Page text:
※ ※ ※

Mumbai Doctor Built Asia's First Human Milk Bank in 1989
Dr Armida Fernandez created Asia's first human milk bank at a Mumbai hospital in 1989, connecting mothers who had extra breast milk with premature babies who desperately needed it. Her pioneering model now saves thousands of vulnerable newborns every year and has sparked a nationwide movement.
In 1989, a Mumbai doctor turned a simple observation into a lifesaving solution that would change newborn care across Asia.
Dr Armida Fernandez noticed something heartbreaking in her neonatal unit at Sion Hospital. Premature babies were struggling to survive without breast milk, while other new mothers had more milk than their own babies needed.
She created a system to bridge that gap. At Lokmanya Tilak Municipal General Hospital, Fernandez established Asia's first human milk bank, where mothers could donate extra breast milk to save babies they would never meet.
The timing was critical. For premature and low-birth-weight infants, breast milk is more than nutrition. It contains antibodies that protect newborns from deadly infections and gives their tiny bodies the best chance at survival.

※ ※ ※

Problems and tasks:
1 – Reproduce word for word the passage of the milk bank article from "Mumbai Doctor Built" up to and including "care across Asia.".
2 – According to the milk bank article, what does breast milk contain that protects newborns from deadly infections?
These items are drawn from a separate source.

(Point localization data)
※ ※ ※

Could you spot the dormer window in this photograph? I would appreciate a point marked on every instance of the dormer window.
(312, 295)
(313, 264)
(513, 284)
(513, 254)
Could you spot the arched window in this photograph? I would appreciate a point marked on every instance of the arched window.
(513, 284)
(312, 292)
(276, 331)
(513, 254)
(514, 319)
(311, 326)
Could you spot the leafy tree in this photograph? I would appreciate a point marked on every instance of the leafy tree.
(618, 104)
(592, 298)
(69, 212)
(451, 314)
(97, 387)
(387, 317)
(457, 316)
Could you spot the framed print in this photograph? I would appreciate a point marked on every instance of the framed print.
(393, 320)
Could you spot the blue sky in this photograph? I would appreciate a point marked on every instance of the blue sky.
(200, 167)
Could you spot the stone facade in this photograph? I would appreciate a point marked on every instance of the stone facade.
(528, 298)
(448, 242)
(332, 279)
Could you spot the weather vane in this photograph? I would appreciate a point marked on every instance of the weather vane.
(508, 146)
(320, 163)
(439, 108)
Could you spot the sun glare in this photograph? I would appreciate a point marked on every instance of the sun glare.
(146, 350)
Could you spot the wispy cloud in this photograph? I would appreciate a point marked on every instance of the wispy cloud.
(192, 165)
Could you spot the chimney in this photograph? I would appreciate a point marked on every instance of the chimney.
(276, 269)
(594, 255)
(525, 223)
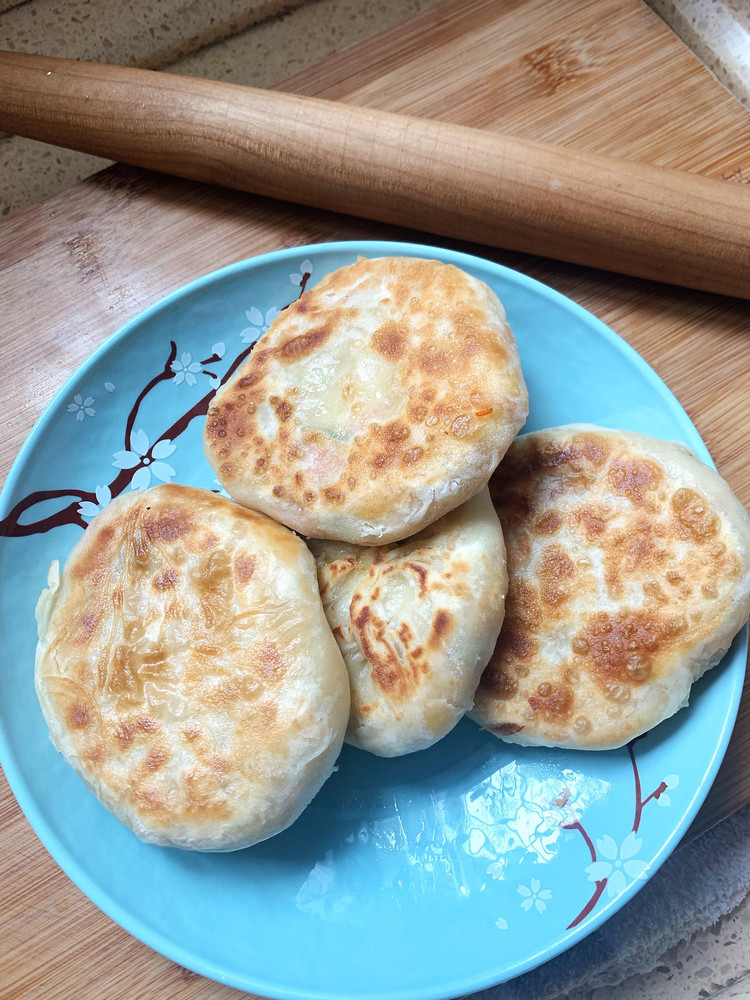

※ ※ ※

Responses per task:
1 –
Mumbai Doctor Built Asia's First Human Milk Bank in 1989
Dr Armida Fernandez created Asia's first human milk bank at a Mumbai hospital in 1989, connecting mothers who had extra breast milk with premature babies who desperately needed it. Her pioneering model now saves thousands of vulnerable newborns every year and has sparked a nationwide movement.
In 1989, a Mumbai doctor turned a simple observation into a lifesaving solution that would change newborn care across Asia.

2 – Antibodies.